Begin DATA IN THIS EXERCISE

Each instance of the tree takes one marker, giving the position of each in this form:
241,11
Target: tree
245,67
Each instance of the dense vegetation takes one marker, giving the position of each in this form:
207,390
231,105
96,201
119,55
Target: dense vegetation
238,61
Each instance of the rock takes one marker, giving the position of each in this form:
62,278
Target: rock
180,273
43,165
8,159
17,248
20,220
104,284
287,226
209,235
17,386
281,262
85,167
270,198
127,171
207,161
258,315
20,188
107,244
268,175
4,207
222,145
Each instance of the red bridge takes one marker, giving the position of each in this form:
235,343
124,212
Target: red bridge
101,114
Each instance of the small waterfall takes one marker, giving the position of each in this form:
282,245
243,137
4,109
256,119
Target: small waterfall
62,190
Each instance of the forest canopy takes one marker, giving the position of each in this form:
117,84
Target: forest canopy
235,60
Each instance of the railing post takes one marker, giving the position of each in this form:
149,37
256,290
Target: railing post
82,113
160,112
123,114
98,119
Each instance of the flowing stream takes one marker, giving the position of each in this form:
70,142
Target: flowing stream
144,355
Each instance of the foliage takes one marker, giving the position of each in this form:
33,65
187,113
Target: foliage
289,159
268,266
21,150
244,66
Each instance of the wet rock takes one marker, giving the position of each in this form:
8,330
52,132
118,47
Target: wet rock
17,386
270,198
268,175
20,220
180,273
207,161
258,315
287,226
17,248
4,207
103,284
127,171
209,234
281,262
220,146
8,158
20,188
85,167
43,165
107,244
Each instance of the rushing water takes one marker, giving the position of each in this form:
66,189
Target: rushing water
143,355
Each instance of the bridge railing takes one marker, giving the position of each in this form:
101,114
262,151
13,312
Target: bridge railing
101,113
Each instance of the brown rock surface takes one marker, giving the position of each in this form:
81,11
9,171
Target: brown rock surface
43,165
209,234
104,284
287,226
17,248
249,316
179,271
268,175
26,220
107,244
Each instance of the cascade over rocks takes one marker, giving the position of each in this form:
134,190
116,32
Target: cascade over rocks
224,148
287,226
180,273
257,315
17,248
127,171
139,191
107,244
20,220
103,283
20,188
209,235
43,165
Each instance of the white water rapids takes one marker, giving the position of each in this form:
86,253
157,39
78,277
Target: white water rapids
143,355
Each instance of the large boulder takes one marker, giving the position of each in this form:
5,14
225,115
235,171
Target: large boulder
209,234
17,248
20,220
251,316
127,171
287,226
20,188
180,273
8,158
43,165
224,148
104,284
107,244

End DATA IN THIS EXERCISE

PROBLEM DESCRIPTION:
Edit the rows above so that each "Target" becomes "Label", keeping everything else the same.

THE OUTPUT:
Each instance of the tree takes one marker, giving the position of each in this form:
241,11
Label: tree
245,67
Each instance of the dense vegetation takes one marker, giving the position of each in this form:
207,390
231,105
96,201
119,55
Label: dense vegetation
238,61
Each instance of the rock takes one marker, giving the position of each in this form:
62,278
Label: rock
180,273
43,165
8,159
17,248
20,220
104,284
287,226
209,235
17,386
281,262
85,167
270,198
127,171
207,161
258,315
20,188
107,244
268,175
4,207
222,145
Each instance of the red bridge takes one marker, giving the position of each in this form:
235,343
124,212
Label: red bridge
101,114
Each instance of the small waterfall takes one marker, giving the position of each in this form:
282,245
243,137
4,109
256,119
Label: small waterfall
62,190
Each instance of the forest canopy takes one marker, giving the position of each in this form:
117,84
Label: forest canopy
235,60
Each instance of the railing post takes one marker, giving the position of each in this form:
149,37
256,290
Label: railing post
82,113
160,112
123,114
98,119
Each instance of the flowing stream takes one marker, giving the position of each in this form:
70,142
Label: flowing stream
144,355
Each instance of the foliage takes one marker, giving the position of each in this form:
33,65
187,113
Label: foliage
289,159
268,266
21,150
244,66
Each instance of the wet rock takes one marker, giving the position of each in this form:
8,330
52,132
118,47
Label: wet rock
17,386
270,198
268,175
20,220
180,273
207,161
258,315
287,226
17,248
4,207
103,284
127,171
209,234
281,262
220,146
8,158
20,188
85,167
43,165
107,244
Each instance of the rushing water takes one marker, giving the position of each in this form:
66,189
Label: rushing water
143,355
Each instance of the bridge railing takes one marker, giving the position of each in this form:
101,114
262,151
13,312
Label: bridge railing
101,113
Each instance of the brown rock surface takes one marker, giving the position of each in this form:
81,11
9,171
Label: brown rock surface
43,165
209,234
104,284
287,226
17,248
249,316
179,271
268,175
26,220
107,244
Each instance of the cascade over rocks takes one marker, giving the position of each in this form:
134,190
116,32
Label: cascade over rocks
224,148
287,226
180,273
257,315
17,248
127,171
139,191
107,244
20,220
103,283
20,188
209,235
43,165
Each instance of the white water rapids takes one marker, giving the position of each in this form:
86,253
157,39
78,277
Label: white water rapids
143,355
Each instance of the large boulder takes one marker, giving the position of each in this form:
5,14
225,115
235,171
Label: large boulder
209,234
17,248
20,220
251,316
127,171
287,226
20,188
180,273
8,158
43,165
224,148
104,284
107,244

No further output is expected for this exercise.